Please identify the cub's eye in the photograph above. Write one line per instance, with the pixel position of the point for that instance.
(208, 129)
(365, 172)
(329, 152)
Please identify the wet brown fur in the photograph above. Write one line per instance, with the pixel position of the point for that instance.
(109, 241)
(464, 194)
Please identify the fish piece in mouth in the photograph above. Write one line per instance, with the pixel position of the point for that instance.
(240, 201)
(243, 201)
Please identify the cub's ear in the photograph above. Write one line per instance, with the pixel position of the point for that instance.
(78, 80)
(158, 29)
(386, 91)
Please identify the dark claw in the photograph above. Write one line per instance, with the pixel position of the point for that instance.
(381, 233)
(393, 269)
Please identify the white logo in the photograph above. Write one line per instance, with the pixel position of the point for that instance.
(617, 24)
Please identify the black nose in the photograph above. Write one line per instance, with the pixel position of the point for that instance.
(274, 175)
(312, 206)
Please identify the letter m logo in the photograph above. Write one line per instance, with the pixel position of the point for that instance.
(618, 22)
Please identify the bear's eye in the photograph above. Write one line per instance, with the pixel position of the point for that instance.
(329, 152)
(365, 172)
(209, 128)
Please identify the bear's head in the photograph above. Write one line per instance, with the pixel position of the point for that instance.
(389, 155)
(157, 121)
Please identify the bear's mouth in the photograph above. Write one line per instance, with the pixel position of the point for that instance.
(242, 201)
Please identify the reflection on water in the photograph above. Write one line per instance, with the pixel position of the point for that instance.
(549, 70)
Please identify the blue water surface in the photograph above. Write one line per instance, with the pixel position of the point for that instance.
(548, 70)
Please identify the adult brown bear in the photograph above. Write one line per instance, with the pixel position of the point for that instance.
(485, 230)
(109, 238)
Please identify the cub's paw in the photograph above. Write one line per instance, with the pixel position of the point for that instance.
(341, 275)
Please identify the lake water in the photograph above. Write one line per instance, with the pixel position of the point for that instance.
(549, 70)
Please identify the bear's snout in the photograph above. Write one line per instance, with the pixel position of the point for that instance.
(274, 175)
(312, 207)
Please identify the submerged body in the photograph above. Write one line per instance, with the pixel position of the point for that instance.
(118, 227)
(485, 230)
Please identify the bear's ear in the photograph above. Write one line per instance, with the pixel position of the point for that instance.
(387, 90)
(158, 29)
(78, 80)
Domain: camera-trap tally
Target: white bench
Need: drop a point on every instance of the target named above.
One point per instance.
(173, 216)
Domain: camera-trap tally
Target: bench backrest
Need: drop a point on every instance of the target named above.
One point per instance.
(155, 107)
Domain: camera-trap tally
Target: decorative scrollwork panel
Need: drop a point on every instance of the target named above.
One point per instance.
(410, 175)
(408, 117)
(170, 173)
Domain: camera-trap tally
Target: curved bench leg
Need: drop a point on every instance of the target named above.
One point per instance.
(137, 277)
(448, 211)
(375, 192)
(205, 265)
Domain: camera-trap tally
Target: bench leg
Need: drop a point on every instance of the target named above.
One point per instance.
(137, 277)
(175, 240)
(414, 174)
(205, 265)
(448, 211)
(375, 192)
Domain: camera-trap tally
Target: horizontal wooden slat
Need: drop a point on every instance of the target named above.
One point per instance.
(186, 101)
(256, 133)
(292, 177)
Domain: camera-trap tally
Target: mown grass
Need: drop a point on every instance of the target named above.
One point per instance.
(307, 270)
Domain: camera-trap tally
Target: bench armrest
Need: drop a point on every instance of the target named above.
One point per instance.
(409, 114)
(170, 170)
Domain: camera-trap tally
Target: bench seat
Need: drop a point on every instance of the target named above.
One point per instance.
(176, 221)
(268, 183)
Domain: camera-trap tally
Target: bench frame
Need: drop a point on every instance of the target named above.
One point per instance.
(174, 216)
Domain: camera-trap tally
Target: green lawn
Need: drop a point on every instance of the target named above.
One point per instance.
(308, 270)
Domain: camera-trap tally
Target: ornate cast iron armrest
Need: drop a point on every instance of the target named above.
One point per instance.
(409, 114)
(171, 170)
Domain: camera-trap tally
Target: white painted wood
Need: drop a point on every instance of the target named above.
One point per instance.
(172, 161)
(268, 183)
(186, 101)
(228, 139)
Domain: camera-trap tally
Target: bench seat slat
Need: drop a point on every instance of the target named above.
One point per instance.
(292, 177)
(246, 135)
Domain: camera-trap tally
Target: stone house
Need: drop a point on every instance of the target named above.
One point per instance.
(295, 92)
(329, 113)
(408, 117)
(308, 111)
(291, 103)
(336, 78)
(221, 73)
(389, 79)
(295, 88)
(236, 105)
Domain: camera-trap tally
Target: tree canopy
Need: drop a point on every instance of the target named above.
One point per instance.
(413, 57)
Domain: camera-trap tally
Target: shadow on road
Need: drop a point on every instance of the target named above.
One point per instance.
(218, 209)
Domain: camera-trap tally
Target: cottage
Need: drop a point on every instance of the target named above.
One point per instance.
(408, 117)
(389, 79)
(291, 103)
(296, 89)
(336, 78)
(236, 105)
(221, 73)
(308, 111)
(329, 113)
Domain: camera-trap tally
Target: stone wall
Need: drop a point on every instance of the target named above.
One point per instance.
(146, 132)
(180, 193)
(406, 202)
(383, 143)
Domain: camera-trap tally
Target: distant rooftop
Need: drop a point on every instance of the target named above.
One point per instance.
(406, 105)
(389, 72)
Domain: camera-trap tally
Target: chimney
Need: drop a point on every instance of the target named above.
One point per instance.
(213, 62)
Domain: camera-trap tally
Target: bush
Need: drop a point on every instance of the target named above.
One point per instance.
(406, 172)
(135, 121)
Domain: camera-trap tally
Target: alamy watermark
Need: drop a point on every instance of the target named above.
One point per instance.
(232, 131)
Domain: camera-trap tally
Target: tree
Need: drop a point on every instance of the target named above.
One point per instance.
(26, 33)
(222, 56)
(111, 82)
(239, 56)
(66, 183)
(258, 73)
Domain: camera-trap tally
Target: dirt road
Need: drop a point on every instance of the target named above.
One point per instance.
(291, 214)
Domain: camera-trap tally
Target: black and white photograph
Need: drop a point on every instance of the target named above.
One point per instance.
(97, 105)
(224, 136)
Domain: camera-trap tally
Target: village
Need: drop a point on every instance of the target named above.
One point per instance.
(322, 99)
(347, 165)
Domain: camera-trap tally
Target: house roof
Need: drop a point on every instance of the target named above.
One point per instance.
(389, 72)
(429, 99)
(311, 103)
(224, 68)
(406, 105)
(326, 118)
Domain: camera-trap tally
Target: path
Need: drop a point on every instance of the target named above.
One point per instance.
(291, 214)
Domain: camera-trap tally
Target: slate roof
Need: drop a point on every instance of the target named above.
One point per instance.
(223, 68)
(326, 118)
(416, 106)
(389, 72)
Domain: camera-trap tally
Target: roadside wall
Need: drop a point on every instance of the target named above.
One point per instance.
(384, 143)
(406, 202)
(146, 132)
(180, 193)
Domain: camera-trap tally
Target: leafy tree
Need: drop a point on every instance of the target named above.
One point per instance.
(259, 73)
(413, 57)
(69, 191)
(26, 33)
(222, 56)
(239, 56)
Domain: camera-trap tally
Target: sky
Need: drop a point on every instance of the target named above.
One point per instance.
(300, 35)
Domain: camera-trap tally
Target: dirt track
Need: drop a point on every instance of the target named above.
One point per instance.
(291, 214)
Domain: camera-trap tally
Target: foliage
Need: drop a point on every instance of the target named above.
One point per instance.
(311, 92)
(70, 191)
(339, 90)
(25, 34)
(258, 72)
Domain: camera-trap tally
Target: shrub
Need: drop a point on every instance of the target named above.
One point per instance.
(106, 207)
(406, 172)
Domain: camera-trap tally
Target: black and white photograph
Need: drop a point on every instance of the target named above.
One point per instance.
◇ ◇ ◇ ◇
» Work instructions: Every entry is to be restated exactly, with no line dropped.

» Response to the task:
Please identify the cub's eye in the photograph above. Write one line per instance, with the pixel position of the point for that instance.
(208, 129)
(365, 172)
(329, 152)
Please identify the wet brown fur in the photograph above. Write one line per instance, with the pixel position of the point for that instance.
(109, 241)
(464, 194)
Please identify the fish piece in mouth in the photograph above. Write one line per instance, with the pixel position of the point for that instance.
(240, 201)
(243, 201)
Please identify the cub's ear in the photograph above. Write one line per instance, with the pixel position of the point for that instance.
(78, 80)
(158, 29)
(386, 91)
Please identify the dark claw in the photograph above. Write one line per instance, with the pixel position of the point for that instance.
(381, 233)
(393, 269)
Please identify the white logo in the photograph above. Write one line per instance, with the pixel position of the point for that instance.
(617, 24)
Please identify the black nose in the photograph above. Write one line per instance, with the pixel position of the point for that instance.
(274, 175)
(312, 206)
Please identify the letter m logo in the photograph above. Write one line per instance, with the pixel position of the point for that instance.
(618, 22)
Please identify the bear's eye in the photograph above. Write one line per instance, with the pixel position of the point for that instance.
(329, 152)
(365, 172)
(209, 128)
Please identify the bear's head in the photograph above. Write one line per instance, with the pixel position of the point for that instance.
(389, 155)
(157, 121)
Please identify the bear's mouth in the photograph above. Write one line per instance, with the pixel position of the point for that instance.
(242, 201)
Please identify the reflection on water in the photograph above. Write one line per instance, with the pixel position of the point for that instance.
(549, 70)
Please identify the blue water surface in the photograph above. Write one line per instance, with the pixel position of the point for that instance.
(548, 70)
Please identify the adult brown bear in the photograph above. Write one line per instance, with the pixel position of the point for that instance.
(485, 230)
(109, 238)
Please identify the cub's paw in the photograph above. Write one line per instance, with the pixel position of the point for that instance.
(341, 275)
Please identify the lake water in the photograph above. Write one line per instance, with the pixel position of the point for that instance.
(549, 70)
Please identify the bear's snout in the photograph above. Write one line per instance, with the pixel position of the point for that instance.
(274, 175)
(312, 207)
Please identify the submerged body in the photograph above. Write one line per instance, with the pixel position of the point for that instance.
(118, 227)
(485, 230)
Please identify the bear's ear in the photograph above. Write one line per instance, with the pixel position of the point for that instance.
(387, 90)
(158, 29)
(78, 80)
Domain: camera-trap tally
Target: white bench
Need: drop a point on every instance of the target named above.
One point per instance.
(173, 216)
Domain: camera-trap tally
Target: bench backrest
Need: drop a point on every instance of the target named above.
One point per instance.
(155, 107)
Domain: camera-trap tally
Target: decorative scrollwork panel
Need: drop a point on every instance of the target named above.
One point per instance.
(410, 175)
(408, 117)
(170, 173)
Domain: camera-trap tally
Target: curved bench leg
Need: drop a point on every instance of the target named above.
One point per instance.
(137, 277)
(448, 211)
(375, 192)
(205, 265)
Domain: camera-trap tally
Target: bench leg
Need: drop a point on every instance of the target named above.
One point per instance.
(137, 277)
(175, 240)
(414, 174)
(205, 265)
(448, 211)
(375, 192)
Domain: camera-trap tally
Target: horizontal wooden slat
Need: drop a point on every instance of the target named above.
One point per instance.
(186, 101)
(256, 133)
(292, 177)
Domain: camera-trap tally
Target: mown grass
Need: drop a point on every instance of the target named above.
One point per instance.
(307, 270)
Domain: camera-trap tally
Target: bench armrest
Need: drop a point on every instance of the target named above.
One point per instance.
(409, 114)
(170, 170)
Domain: camera-trap tally
Target: bench seat
Need: drop a point on every instance of the target named above.
One point per instance.
(176, 221)
(268, 183)
Domain: camera-trap tally
Target: bench frame
Need: drop a point on every instance of the target named above.
One point per instance.
(174, 216)
Domain: camera-trap tally
Target: green lawn
Need: drop a point on every instance of the target named above.
One point per instance.
(308, 270)
Domain: camera-trap tally
Target: ornate cast iron armrest
Need: drop a point on every instance of the target named above.
One point per instance.
(409, 114)
(171, 170)
Domain: camera-trap tally
Target: white painted wood
Need: drop a point on every instance of the target named above.
One point per instance.
(172, 161)
(268, 183)
(186, 101)
(228, 139)
Domain: camera-trap tally
Target: bench seat slat
Need: drop a point on every instance of the target named above.
One point per instance.
(292, 177)
(246, 135)
Domain: camera-trap tally
Target: stone house
Need: drop a point on every instance of the target named above.
One point per instance.
(295, 92)
(329, 113)
(408, 117)
(308, 111)
(291, 103)
(336, 78)
(221, 73)
(389, 79)
(295, 88)
(236, 105)
Domain: camera-trap tally
Target: tree canopy
Need: drop a point on every instance of the target named above.
One point per instance.
(413, 57)
Domain: camera-trap tally
Target: shadow on road
Need: drop a point on every instance of the target named above.
One point per instance.
(218, 209)
Domain: camera-trap tally
Target: cottage
Need: drop a point on every instance of the target named above.
One point per instance.
(408, 117)
(389, 79)
(291, 103)
(296, 89)
(336, 78)
(236, 105)
(221, 73)
(308, 111)
(329, 113)
Domain: camera-trap tally
Target: stone wall
Need: drop a point on every instance of the target named above.
One point per instance.
(146, 132)
(180, 193)
(406, 202)
(383, 143)
Domain: camera-trap tally
Target: distant rooftop
Need: drop a point on every instance of the target named above.
One point per instance.
(406, 105)
(389, 72)
Domain: camera-trap tally
Target: chimney
Need: drop a point on every instance of the target named above.
One point per instance.
(213, 62)
Domain: camera-trap tally
Target: bush
Need: drop a point on every instance of the target named above.
One point per instance.
(406, 172)
(135, 121)
Domain: camera-trap tally
Target: alamy watermark
Need: drop a point on every instance of the target named above.
One point per instance.
(232, 131)
Domain: camera-trap tally
Target: tree
Need: drop a point on every instance of the target named above.
One point per instance.
(26, 33)
(222, 56)
(111, 82)
(239, 56)
(66, 183)
(258, 73)
Domain: camera-trap tally
Target: dirt road
Need: drop a point on every instance of the target named above.
One point per instance.
(291, 214)
Domain: camera-trap tally
Target: black and white photograph
Need: drop a point on every instance of the target named above.
One point per instance.
(97, 105)
(224, 136)
Domain: camera-trap tally
Target: village
Need: drop a point on every instance of the target named above.
One point per instance.
(322, 99)
(347, 165)
Domain: camera-trap tally
Target: house roof
Need: drop a point on every instance of the target named above.
One point per instance.
(389, 72)
(429, 99)
(311, 103)
(224, 68)
(406, 105)
(326, 118)
Domain: camera-trap tally
Target: path
Need: drop a point on every instance of the target named above.
One point per instance.
(291, 214)
Domain: camera-trap tally
Target: slate roof
Need: drop a point on every instance of the target named above.
One point per instance.
(223, 68)
(326, 118)
(416, 106)
(389, 72)
Domain: camera-trap tally
Target: roadside wall
Need: drop a point on every instance of the target named above.
One point per instance.
(384, 143)
(406, 202)
(146, 132)
(180, 193)
Domain: camera-trap tally
Target: leafy tree
Need: drop a point on every instance of the target named above.
One point per instance.
(259, 73)
(413, 57)
(69, 191)
(26, 33)
(222, 56)
(239, 56)
Domain: camera-trap tally
Target: sky
Need: drop a point on every instance of the target named above.
One point per instance.
(300, 35)
Domain: camera-trap tally
Target: dirt track
Need: drop a point on every instance of the target named above.
One point per instance.
(291, 214)
Domain: camera-trap tally
Target: foliage
Need: drop a point on every instance of the target named above.
One point per instance.
(311, 92)
(70, 191)
(339, 90)
(25, 34)
(258, 72)
Domain: camera-trap tally
Target: shrub
Need: drop a point on every instance of the target named above.
One point per instance.
(106, 207)
(406, 172)
Domain: camera-trap tally
Target: black and white photograph
Need: drop a point on every instance of the target named above.
One point per instance.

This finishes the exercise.